Stored data entries:
........
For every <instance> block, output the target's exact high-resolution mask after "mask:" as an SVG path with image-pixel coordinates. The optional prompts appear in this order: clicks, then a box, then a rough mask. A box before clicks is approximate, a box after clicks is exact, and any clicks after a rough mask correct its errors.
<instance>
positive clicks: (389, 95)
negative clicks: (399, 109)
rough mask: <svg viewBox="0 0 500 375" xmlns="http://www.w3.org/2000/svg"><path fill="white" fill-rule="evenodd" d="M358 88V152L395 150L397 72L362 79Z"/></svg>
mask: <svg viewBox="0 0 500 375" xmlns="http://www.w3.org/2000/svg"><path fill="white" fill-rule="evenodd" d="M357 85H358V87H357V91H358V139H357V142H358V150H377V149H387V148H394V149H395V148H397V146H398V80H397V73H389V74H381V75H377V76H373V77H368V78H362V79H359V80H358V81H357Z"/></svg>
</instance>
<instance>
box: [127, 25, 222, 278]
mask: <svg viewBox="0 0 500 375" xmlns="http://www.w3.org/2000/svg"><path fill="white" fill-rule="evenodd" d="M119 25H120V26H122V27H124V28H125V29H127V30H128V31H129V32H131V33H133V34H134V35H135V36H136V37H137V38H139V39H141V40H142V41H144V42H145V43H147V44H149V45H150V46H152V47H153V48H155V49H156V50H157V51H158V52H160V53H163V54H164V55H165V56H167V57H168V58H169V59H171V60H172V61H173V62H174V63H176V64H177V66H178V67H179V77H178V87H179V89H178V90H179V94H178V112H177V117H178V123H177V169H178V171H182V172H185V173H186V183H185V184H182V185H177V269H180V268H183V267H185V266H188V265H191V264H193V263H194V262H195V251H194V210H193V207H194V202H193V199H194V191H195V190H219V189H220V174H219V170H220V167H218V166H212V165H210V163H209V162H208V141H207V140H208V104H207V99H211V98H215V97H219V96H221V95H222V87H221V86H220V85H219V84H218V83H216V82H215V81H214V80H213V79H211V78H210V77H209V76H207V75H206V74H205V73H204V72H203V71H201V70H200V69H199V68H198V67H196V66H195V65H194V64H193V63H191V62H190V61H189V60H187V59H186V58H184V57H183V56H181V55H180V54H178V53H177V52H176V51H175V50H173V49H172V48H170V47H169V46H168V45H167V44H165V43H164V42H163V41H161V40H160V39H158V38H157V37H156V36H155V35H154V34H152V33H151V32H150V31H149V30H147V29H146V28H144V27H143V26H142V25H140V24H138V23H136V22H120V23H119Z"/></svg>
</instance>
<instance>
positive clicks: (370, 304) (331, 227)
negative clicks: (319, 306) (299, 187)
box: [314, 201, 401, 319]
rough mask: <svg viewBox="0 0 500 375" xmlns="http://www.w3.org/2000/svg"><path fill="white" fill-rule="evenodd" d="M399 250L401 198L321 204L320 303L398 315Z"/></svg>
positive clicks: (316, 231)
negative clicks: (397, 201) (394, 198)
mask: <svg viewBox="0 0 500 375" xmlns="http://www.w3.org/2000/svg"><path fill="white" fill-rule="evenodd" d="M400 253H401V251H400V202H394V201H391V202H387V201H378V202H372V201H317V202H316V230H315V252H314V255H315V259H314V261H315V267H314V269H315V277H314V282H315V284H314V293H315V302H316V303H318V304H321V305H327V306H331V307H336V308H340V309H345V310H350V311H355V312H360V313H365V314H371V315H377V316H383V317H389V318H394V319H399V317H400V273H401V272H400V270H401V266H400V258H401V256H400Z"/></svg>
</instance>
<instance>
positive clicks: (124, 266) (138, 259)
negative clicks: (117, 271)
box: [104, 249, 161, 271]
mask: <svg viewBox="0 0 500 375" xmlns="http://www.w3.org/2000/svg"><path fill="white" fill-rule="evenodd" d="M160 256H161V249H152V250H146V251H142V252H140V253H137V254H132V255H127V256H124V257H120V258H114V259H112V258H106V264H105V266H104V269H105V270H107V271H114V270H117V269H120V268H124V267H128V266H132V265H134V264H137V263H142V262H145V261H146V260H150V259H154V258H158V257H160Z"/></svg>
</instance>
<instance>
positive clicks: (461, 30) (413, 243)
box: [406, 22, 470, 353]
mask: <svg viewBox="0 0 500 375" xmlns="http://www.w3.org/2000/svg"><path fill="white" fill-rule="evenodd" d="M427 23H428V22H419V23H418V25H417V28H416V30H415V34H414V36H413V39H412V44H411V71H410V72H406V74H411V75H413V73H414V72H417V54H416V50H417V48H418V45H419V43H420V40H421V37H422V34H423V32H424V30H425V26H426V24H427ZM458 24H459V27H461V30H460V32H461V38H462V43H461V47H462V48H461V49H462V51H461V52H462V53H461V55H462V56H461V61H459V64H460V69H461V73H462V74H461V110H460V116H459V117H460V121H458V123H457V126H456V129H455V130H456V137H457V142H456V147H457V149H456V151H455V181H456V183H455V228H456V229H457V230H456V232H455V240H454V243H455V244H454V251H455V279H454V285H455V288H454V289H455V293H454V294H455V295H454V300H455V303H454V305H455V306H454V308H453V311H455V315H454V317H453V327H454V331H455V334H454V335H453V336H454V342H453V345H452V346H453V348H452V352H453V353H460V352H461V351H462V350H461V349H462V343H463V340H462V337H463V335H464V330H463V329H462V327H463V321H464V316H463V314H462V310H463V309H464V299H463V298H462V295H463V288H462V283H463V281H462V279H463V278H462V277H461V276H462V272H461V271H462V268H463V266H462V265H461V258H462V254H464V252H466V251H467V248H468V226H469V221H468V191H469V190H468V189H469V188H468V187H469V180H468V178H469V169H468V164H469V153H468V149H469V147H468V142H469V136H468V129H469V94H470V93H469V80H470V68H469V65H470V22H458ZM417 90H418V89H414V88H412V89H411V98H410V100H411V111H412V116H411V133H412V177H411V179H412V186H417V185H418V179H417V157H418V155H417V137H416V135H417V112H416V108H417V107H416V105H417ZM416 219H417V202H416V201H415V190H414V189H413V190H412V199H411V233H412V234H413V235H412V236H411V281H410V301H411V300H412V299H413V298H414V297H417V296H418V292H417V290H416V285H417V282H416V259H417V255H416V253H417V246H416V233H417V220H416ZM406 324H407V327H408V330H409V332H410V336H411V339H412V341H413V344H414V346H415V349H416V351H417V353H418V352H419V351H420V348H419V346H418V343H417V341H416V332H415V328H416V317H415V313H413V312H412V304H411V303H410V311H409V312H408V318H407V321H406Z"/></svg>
........
Work required: All that should be written out is the stretch of lines above between the one holding "positive clicks: (124, 266) (138, 259)" and the one holding "negative clicks: (117, 271)", inclusive, exactly as given.

Result below:
positive clicks: (124, 266) (138, 259)
negative clicks: (117, 271)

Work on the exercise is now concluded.